• **Objective**:
In the interview excerpt, what does Portia say happens to Elliott's music the more you listen to it?

• **Text excerpt**:
----

PS: Yeah, I mean really amazing. Slim just always had a nose for bands. He could always tell the good bands, and that comp was just full of great and incredible artists.

TK: It almost seems to be a who’s who of the grunge scene.

PS: Exactly.

TK: [To Portia] Did you ever get to meet Elliott, or see him perform?

PS: No, I didn’t. It’s a tragedy [laughs]. But you know, It’s not hard to do my job because Elliott’s a genius, and you can hear it just from listening to his music. The music speaks for itself. In my opinion his music gets better the more you listen to it. It’s so nuanced. It makes you feel in such a specific way that is just powerful.

TK: It seems like there’s an element of his music that is timeless even though he was making music in the mid to late 90s. There is something about the music that remains accessible and I think good art is just like that like that.

PS: Absolutely. The music is just as fresh today as when he recorded it. I don’t think anyone would listen to it and think, “wow that sounds old.” [laughs] Definitely not.

TK: [To Slim] Is there anything else you want to add about Elliott that I missed, or that you think people might like to read about?

----

• **Dataset excerpts**:
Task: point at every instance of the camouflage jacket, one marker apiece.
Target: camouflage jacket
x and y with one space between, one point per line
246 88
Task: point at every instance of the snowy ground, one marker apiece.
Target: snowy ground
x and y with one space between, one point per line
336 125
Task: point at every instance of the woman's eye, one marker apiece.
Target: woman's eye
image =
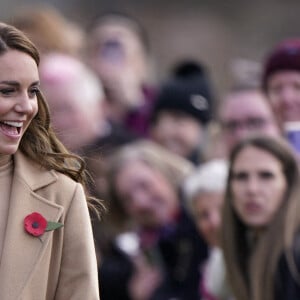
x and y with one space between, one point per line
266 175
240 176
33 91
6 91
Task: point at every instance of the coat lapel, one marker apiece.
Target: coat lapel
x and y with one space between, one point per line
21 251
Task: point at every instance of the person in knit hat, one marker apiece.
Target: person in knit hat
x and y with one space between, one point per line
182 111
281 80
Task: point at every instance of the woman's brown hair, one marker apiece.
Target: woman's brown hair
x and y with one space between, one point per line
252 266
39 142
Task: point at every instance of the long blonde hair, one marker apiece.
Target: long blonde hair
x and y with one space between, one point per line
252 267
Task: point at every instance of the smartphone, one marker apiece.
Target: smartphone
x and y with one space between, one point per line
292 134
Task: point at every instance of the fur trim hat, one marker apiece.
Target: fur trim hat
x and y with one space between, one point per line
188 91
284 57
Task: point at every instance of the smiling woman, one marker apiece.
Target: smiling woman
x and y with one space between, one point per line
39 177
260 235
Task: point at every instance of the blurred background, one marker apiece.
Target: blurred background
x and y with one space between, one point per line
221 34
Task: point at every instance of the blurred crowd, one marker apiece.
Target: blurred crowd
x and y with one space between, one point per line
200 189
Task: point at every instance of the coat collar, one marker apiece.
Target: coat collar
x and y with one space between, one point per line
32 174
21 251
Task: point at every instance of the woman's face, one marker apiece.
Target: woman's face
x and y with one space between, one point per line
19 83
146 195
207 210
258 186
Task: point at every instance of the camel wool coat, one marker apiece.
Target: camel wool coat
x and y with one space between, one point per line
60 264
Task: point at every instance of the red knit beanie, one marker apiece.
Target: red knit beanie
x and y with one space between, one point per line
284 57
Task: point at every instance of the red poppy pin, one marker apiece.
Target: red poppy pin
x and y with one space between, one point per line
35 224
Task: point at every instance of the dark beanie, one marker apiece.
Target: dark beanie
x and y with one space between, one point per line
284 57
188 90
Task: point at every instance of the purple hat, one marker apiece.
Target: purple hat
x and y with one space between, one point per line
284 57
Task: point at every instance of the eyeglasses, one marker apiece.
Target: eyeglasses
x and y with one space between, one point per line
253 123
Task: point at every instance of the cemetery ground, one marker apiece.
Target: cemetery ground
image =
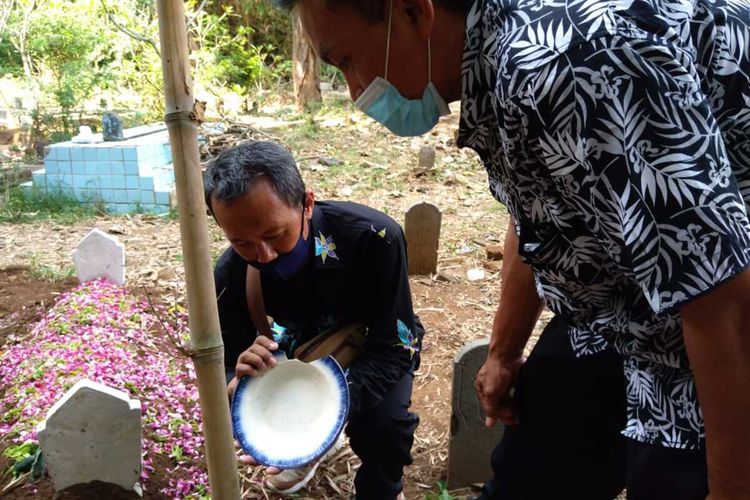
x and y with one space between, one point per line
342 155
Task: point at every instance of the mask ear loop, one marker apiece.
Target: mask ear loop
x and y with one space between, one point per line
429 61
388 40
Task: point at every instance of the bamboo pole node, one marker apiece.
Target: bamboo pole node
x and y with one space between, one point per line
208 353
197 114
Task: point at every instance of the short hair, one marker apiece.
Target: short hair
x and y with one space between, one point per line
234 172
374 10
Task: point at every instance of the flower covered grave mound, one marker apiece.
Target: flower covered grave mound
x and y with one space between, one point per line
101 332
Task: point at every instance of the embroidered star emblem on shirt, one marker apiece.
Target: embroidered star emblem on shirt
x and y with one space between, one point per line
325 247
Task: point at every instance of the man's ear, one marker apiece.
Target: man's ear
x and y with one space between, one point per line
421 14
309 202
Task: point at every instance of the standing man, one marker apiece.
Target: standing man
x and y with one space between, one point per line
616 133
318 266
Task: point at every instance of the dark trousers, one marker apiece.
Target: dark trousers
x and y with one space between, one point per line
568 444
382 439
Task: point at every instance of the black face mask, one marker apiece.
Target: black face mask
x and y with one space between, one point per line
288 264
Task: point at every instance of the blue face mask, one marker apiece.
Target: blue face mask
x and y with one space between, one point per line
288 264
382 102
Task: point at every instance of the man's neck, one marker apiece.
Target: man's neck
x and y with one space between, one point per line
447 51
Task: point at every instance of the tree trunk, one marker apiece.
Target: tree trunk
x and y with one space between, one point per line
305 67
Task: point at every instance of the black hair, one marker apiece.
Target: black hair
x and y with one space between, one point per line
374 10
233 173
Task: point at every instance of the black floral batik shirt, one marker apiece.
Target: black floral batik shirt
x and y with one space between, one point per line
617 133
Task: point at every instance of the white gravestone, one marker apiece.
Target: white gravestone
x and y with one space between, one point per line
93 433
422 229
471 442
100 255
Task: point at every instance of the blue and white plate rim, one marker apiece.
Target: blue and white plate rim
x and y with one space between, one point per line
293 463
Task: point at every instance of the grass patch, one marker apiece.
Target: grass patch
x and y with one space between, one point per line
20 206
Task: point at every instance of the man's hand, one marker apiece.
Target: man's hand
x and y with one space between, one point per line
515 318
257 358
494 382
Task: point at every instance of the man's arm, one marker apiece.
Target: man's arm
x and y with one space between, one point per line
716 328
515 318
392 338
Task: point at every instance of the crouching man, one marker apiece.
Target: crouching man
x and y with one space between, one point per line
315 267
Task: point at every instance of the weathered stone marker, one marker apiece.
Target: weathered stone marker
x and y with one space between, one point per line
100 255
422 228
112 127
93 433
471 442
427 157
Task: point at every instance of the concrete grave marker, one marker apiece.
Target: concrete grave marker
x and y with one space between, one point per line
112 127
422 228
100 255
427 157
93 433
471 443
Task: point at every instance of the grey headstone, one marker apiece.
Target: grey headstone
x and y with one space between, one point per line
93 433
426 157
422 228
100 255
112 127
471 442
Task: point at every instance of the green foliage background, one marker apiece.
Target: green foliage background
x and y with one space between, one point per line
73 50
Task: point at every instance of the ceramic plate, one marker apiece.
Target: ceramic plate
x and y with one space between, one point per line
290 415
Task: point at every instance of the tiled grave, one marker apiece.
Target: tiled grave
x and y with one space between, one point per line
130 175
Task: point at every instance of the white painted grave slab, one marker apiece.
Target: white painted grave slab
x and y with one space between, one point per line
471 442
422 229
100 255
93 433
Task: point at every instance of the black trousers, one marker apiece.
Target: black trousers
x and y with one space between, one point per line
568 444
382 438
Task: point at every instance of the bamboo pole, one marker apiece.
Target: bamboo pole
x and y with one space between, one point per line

----

• **Solution to this task**:
It gets better.